Write out each line of the entries exactly, starting at the first and finishing with the line that contains "like [(262, 361)].".
Material provided: Begin
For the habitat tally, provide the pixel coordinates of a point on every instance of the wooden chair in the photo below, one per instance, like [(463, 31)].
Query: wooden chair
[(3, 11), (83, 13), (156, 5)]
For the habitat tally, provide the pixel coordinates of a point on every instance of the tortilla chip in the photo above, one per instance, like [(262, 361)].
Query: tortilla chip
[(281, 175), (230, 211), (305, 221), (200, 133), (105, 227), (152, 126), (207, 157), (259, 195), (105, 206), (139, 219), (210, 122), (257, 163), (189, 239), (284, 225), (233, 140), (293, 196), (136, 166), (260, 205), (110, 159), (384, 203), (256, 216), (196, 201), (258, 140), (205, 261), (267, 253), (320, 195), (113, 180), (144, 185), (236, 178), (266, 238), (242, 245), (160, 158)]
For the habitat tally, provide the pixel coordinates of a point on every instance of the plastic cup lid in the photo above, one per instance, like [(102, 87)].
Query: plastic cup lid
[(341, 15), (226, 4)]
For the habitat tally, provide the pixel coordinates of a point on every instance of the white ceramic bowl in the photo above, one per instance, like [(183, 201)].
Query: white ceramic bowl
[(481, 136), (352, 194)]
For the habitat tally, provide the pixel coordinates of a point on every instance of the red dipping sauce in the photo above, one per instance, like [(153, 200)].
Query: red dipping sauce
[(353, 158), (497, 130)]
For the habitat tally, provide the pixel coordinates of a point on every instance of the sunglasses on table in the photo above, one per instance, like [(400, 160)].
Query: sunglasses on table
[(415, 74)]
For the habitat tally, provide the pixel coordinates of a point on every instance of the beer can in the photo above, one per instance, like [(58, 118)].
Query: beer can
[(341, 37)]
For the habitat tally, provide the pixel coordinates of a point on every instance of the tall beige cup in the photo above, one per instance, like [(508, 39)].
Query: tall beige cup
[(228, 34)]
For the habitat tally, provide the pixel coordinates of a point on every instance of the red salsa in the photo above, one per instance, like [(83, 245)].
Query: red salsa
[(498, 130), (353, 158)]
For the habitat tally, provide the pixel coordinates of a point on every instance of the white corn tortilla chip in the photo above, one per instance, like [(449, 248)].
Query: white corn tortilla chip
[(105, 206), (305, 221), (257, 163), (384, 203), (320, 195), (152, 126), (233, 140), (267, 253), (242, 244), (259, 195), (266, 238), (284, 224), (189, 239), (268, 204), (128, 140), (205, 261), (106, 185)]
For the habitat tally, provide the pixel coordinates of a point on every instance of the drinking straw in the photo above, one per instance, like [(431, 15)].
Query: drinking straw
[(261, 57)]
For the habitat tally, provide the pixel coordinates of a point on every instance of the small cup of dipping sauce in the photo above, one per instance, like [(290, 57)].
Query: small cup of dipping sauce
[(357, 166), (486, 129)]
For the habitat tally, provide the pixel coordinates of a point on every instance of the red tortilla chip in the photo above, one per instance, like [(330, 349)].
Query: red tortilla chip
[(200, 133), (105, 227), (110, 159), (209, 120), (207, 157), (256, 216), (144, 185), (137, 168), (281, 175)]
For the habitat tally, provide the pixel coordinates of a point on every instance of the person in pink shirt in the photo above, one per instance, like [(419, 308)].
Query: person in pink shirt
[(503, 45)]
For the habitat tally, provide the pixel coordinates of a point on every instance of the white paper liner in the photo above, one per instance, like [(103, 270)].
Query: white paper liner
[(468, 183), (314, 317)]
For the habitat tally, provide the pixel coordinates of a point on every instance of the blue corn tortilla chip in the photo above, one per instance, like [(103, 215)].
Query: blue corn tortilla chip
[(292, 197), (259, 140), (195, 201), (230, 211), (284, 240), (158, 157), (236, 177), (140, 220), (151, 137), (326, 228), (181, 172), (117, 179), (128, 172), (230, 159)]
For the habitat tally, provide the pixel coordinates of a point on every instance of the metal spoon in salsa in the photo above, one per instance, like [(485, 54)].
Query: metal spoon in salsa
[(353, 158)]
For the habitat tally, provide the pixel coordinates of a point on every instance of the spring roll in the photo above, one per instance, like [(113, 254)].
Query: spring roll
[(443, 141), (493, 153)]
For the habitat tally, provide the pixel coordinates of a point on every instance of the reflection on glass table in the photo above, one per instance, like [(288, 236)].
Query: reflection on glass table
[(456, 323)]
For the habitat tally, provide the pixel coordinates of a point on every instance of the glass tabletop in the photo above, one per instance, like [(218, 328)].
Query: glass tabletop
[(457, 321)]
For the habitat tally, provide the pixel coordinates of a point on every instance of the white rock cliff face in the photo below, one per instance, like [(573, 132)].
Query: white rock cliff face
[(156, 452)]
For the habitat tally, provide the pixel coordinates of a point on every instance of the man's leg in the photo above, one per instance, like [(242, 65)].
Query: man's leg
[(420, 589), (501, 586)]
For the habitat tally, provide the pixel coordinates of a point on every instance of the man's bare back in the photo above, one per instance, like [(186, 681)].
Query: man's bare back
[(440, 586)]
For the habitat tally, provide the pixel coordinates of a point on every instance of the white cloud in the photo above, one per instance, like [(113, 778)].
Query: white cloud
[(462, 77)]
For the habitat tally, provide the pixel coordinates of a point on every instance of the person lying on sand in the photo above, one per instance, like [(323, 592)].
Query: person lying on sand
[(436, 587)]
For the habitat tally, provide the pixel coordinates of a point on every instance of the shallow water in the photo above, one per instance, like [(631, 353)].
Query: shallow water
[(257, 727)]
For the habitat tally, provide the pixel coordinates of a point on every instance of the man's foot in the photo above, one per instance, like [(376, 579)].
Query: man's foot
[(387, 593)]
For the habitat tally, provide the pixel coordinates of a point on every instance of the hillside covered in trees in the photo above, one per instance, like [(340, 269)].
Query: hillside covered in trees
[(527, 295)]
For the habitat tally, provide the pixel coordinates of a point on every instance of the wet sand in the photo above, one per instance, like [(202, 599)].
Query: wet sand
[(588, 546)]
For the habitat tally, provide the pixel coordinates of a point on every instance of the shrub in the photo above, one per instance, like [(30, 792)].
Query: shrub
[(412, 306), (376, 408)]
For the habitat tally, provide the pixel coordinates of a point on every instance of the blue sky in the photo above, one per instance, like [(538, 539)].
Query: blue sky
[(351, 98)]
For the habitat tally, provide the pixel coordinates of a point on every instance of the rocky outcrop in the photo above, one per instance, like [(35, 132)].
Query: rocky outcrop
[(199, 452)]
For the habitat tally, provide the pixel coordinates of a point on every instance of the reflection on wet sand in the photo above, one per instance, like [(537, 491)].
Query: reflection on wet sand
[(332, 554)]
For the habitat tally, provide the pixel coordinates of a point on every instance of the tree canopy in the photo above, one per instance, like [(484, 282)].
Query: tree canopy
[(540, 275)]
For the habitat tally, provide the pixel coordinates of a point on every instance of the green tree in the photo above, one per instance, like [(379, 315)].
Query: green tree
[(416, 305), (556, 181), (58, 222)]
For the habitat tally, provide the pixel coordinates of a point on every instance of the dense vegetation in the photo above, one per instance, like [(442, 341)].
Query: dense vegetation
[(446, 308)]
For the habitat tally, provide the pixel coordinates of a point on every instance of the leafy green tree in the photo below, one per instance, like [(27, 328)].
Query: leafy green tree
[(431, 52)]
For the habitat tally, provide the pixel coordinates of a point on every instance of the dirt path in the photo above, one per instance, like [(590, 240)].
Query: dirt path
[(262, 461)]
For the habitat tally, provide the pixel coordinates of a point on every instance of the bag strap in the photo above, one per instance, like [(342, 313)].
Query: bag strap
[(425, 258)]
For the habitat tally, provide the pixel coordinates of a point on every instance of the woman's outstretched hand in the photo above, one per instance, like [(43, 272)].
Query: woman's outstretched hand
Material provided: End
[Reply]:
For the habitat tally, provide the pixel coordinates of a point on every instance of the wooden chair in the photo below, one per instance, like [(463, 31)].
Query: wooden chair
[(3, 11), (83, 13), (156, 5)]
For the habitat tally, provide the pixel coordinates of a point on every instance of the tortilla chip in the photo above, one per instance, like [(262, 361)].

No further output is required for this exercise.